• Task item:
Below are records; copy every line in them that holds the word "lapel".

*** Dataset Section Begins ***

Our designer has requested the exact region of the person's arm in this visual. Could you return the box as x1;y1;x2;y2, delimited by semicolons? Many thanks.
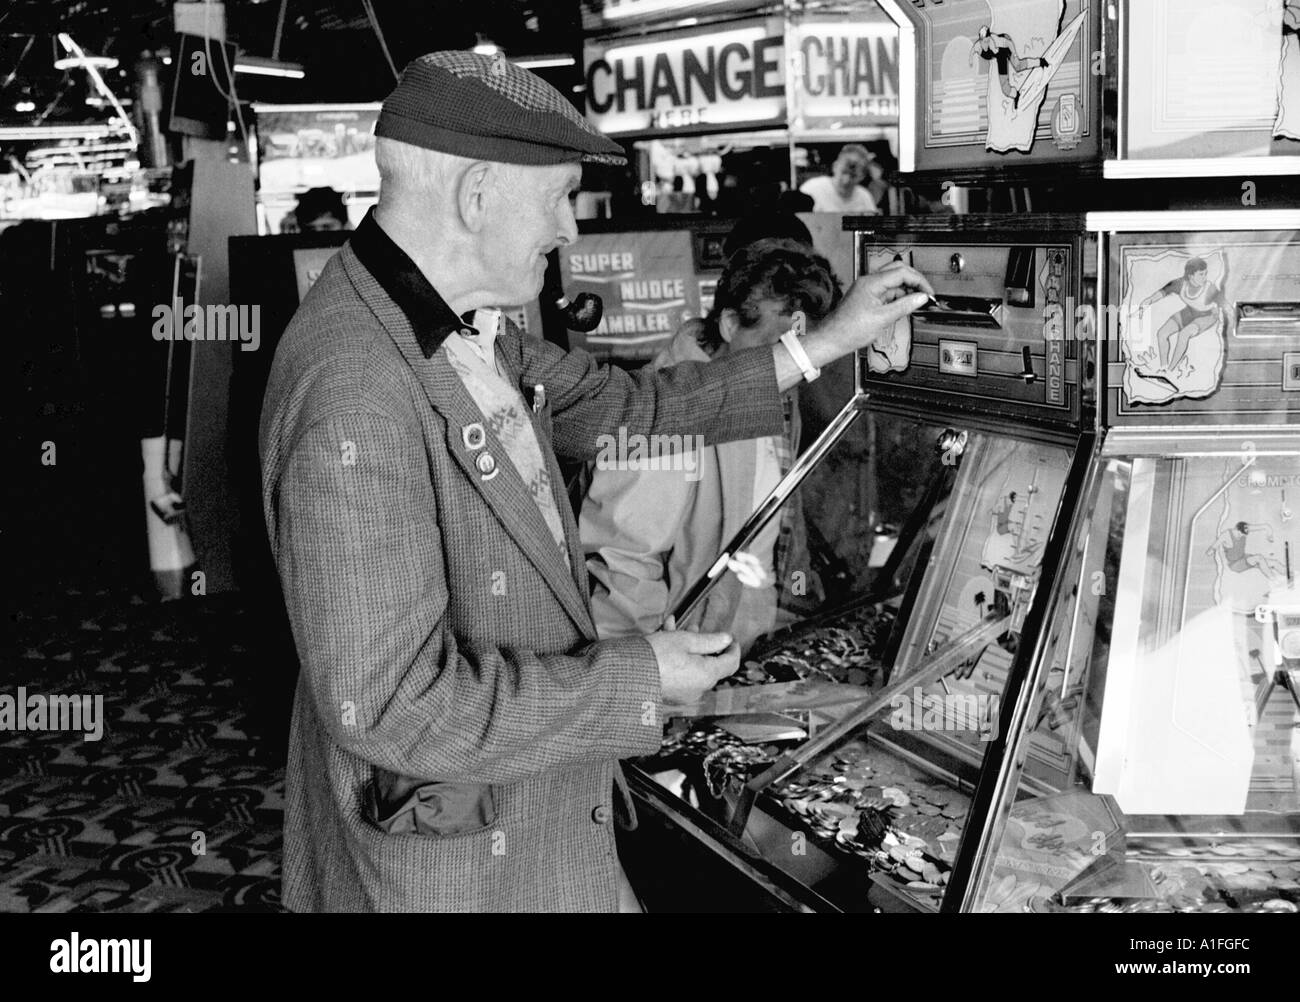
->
270;409;666;786
1140;279;1181;308
581;461;696;638
521;263;931;461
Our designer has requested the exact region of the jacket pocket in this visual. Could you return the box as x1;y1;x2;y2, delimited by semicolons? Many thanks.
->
364;768;498;838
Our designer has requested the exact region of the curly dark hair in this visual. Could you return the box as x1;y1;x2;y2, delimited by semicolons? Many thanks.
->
696;238;842;353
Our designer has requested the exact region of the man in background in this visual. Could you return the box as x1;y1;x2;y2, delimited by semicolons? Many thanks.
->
799;144;879;214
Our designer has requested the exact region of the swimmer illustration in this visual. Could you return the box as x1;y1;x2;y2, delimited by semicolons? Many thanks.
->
1208;521;1286;583
992;491;1021;536
1121;247;1228;406
982;476;1048;574
970;26;1049;110
1134;257;1224;378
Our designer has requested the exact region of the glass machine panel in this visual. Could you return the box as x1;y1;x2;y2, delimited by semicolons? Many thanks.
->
969;218;1300;914
1120;0;1300;164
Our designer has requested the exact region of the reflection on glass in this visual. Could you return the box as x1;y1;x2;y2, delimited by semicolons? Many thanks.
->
642;412;1079;911
974;449;1300;913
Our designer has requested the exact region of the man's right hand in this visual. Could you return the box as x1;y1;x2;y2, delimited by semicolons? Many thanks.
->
646;629;740;706
774;262;932;391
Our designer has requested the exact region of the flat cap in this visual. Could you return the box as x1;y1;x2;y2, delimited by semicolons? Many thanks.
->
376;51;626;166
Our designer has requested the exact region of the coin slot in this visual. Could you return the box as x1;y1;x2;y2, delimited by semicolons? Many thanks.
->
915;295;1003;329
1236;302;1300;338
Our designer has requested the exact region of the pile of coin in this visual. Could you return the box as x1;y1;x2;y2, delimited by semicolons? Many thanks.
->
736;604;897;687
701;742;778;798
654;723;747;761
768;740;972;904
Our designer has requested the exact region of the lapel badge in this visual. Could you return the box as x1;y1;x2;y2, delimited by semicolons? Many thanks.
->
476;451;498;481
531;383;546;415
462;423;486;451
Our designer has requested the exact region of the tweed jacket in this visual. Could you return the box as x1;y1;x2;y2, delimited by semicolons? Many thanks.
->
258;217;783;912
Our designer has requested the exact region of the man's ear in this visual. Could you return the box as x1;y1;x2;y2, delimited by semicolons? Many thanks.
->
456;161;495;232
718;308;740;344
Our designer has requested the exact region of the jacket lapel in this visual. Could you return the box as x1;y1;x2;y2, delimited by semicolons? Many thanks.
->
496;337;595;634
342;247;596;638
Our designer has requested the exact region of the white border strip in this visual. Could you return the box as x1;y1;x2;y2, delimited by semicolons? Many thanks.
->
1087;210;1300;232
1105;157;1300;179
876;0;915;174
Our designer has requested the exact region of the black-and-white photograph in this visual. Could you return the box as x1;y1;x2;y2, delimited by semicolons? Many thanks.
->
2;0;1298;979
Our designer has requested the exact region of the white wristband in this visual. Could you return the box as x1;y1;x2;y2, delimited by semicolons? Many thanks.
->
780;329;821;383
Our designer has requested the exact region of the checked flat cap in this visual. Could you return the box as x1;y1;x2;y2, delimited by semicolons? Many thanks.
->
376;51;626;166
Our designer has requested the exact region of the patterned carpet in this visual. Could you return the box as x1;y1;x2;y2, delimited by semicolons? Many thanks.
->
2;591;291;913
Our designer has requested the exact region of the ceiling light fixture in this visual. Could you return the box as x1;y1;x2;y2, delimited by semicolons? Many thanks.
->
53;53;119;71
472;34;500;56
0;124;116;141
14;100;36;112
234;55;305;78
514;55;576;69
54;35;138;149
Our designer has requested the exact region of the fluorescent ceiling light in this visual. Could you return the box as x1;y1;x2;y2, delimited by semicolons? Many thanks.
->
604;0;731;19
14;101;36;112
514;55;576;69
472;34;500;56
235;55;305;78
0;124;116;140
54;54;119;70
55;34;138;148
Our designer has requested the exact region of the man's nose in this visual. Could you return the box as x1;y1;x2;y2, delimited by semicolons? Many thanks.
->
556;205;578;247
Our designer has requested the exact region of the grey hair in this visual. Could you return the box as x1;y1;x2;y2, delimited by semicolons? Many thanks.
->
375;137;478;201
835;143;872;168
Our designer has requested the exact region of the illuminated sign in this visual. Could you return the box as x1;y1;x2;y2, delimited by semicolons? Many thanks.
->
790;21;900;130
584;17;899;135
584;21;786;135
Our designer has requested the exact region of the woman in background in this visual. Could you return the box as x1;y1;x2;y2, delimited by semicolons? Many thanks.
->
581;239;841;651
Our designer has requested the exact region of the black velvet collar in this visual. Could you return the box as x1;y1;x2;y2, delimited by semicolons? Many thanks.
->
349;207;475;359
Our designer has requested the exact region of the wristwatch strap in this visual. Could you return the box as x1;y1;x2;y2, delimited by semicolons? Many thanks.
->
780;329;821;383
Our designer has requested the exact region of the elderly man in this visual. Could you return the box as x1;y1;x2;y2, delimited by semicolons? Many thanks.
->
259;51;930;913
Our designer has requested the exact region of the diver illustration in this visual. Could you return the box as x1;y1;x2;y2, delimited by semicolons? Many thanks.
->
970;26;1050;110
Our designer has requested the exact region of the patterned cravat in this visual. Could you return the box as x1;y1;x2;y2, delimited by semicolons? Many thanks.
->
442;312;570;566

*** Dataset Section Ends ***

• Solution:
Our designer has requested the exact region of the lapel badge in this visual. Could you return the box as x1;y1;x2;y2, delimited by semicolons? Many thanks.
Our designer has requested the exact region of the jacket lapel in this visual. Could you return the box as x1;y1;x2;y2, delimited by semicolons? Many thanks.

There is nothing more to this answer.